◆ WHAT NEEDS TO BE DONE:
Rewrite the lines below with every "Target" changed to "Label" and nothing else altered. Leave the pictures out.

# # # # #

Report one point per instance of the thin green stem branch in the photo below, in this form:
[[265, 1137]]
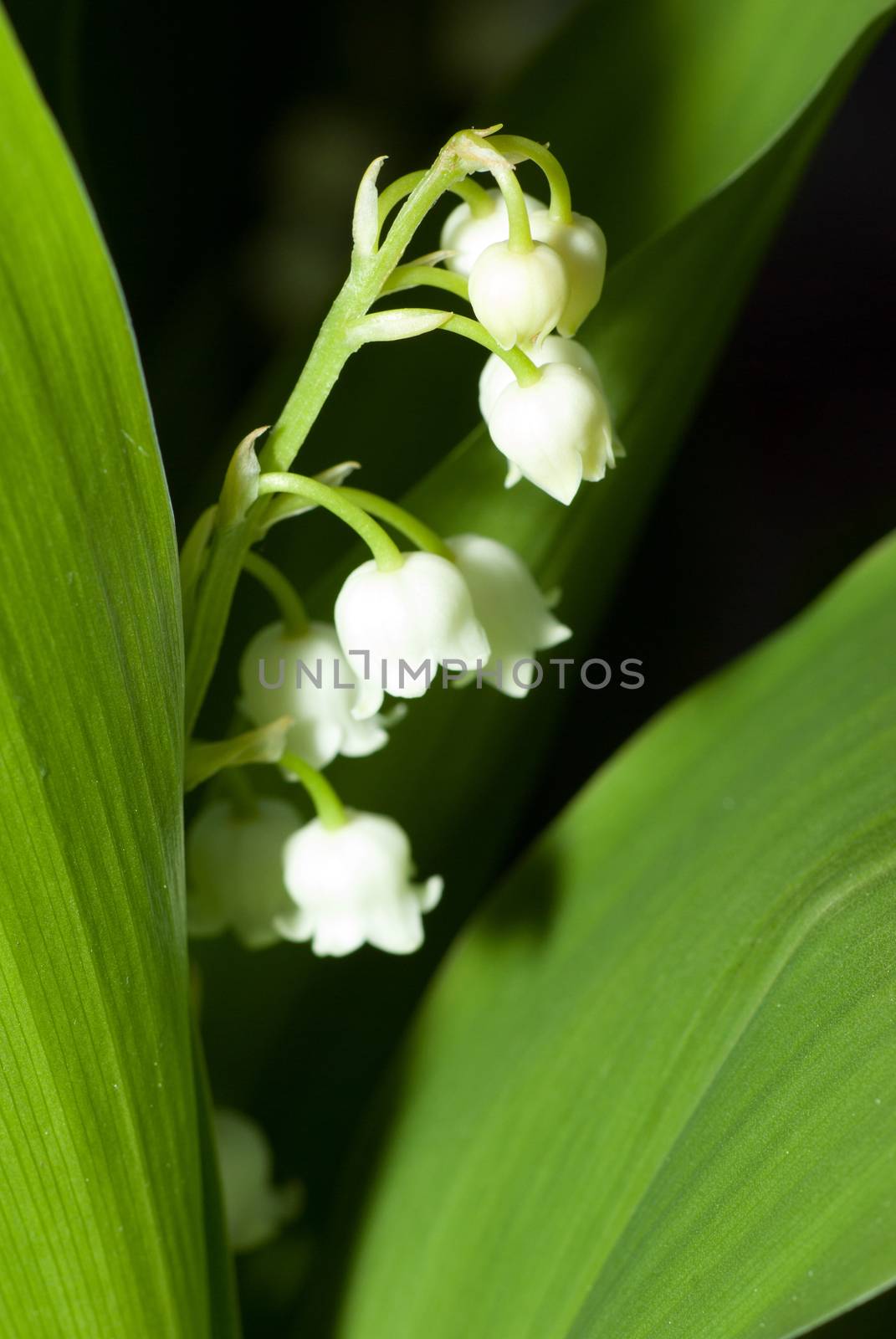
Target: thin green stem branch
[[327, 803], [334, 346], [292, 611], [419, 533], [430, 276], [525, 372], [385, 551], [541, 157]]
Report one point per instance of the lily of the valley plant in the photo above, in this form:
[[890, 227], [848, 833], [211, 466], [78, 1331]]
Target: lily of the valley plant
[[463, 604]]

# # # # #

◆ RESPONSE:
Report one point per instance of the thin green stem branch in the photo below, in this form:
[[265, 1137]]
Label: thin green stem branch
[[327, 803], [334, 346], [292, 611], [419, 533], [430, 276], [525, 372], [385, 551], [541, 157]]
Report one point per instance of the lily of the valley plant in the photo above, in this form:
[[890, 227], [848, 833], [211, 466], [78, 1331]]
Label: lily of the valley plant
[[463, 604]]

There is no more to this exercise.